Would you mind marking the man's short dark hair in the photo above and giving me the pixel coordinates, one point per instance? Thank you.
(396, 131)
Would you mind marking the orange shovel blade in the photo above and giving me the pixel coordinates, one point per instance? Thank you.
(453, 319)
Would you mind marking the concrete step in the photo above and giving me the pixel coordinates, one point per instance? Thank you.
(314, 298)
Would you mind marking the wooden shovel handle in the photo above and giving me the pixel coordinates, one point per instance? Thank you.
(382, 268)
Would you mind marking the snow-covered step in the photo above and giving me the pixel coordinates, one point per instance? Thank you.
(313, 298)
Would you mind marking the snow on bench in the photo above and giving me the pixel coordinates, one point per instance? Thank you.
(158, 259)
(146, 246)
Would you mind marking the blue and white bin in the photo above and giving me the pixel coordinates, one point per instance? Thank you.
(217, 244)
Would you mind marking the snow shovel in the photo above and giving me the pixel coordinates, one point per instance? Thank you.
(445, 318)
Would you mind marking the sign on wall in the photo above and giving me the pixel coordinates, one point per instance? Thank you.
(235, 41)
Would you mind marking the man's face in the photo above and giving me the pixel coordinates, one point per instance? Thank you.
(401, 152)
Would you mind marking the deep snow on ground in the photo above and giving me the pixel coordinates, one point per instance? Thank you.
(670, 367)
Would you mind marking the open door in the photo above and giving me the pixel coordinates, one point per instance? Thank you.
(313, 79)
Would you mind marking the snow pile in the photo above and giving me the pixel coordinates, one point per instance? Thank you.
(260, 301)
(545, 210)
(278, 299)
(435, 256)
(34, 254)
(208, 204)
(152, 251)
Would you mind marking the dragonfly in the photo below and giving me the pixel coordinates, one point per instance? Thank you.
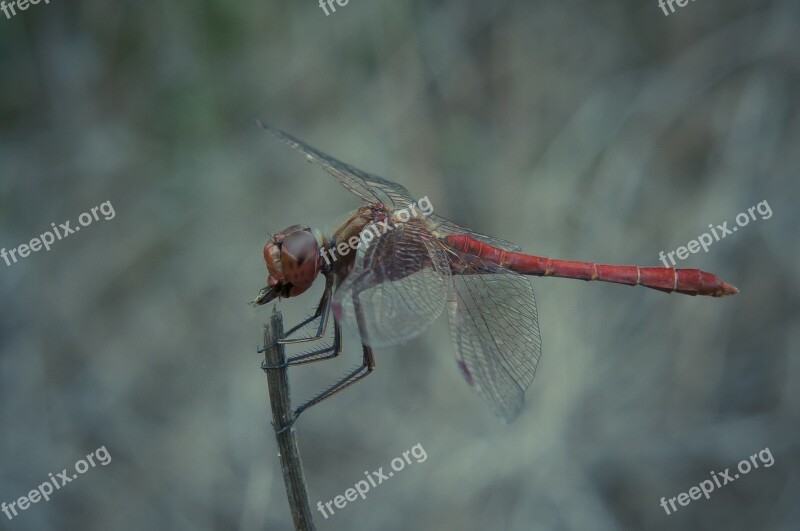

+ + + +

**TASK DESCRIPTION:**
Format every line above as a JSON list of strings, one string per line, with blank lines skipped and the pictures left out.

**FINAL RESULT:**
[
  "Would you mind marking the man's short dark hair in the photo above and giving me the pixel coordinates, one point per instance? Thank you.",
  "(396, 131)",
  "Would you mind marking the orange shovel blade in the photo above and giving me the pixel coordinates, one point per instance? Thank you.",
  "(453, 319)",
  "Would you mind marking the concrete step in the photo above and giving me the pixel coordinates, one point per instance? Thank you.",
  "(314, 298)",
  "Would you mind marking the wooden shovel handle in the photo above and giving me the pixel coordinates, one point per instance? Thank you.",
  "(382, 268)",
  "Would you mind marking the snow-covered step in the photo above and giving me the pixel coordinates, one point per instance? Thank you.",
  "(313, 298)",
  "Would you mind marking the snow on bench in the photo above and giving me the pixel coordinates, one point per instance? Thank you.",
  "(158, 259)",
  "(146, 246)",
  "Would you mind marking the blue and white bin in the photo above and giving me the pixel coordinates, one point per instance? Thank you.",
  "(217, 244)",
  "Would you mind marking the snow shovel in the photo above and giving me the pixel coordinates, one point per instance? Thank you.",
  "(445, 318)",
  "Would you mind marking the sign on wall in the photo above and giving me the pixel coordinates, one point per instance? Thank you.",
  "(235, 41)",
  "Would you mind marking the man's face in the photo above and giving me the pixel coordinates, one point per instance? Thank you.",
  "(401, 152)",
  "Would you mind marking the deep snow on ground in the photo above and giving me the pixel coordinates, one point per instance? Thank you.",
  "(670, 367)",
  "Would you mind marking the open door in the photo above and giving me the pixel coordinates, one point per instance? Thank you.",
  "(313, 79)",
  "Would you mind marking the snow pile in the photo above and giving me the pixel coordinates, one point per instance? Thank you.",
  "(260, 301)",
  "(545, 210)",
  "(278, 299)",
  "(435, 256)",
  "(34, 254)",
  "(208, 204)",
  "(152, 251)",
  "Would you mind marking the dragonfly in the photo below and giving me the pixel coordinates, one point per instance? Thank you."
]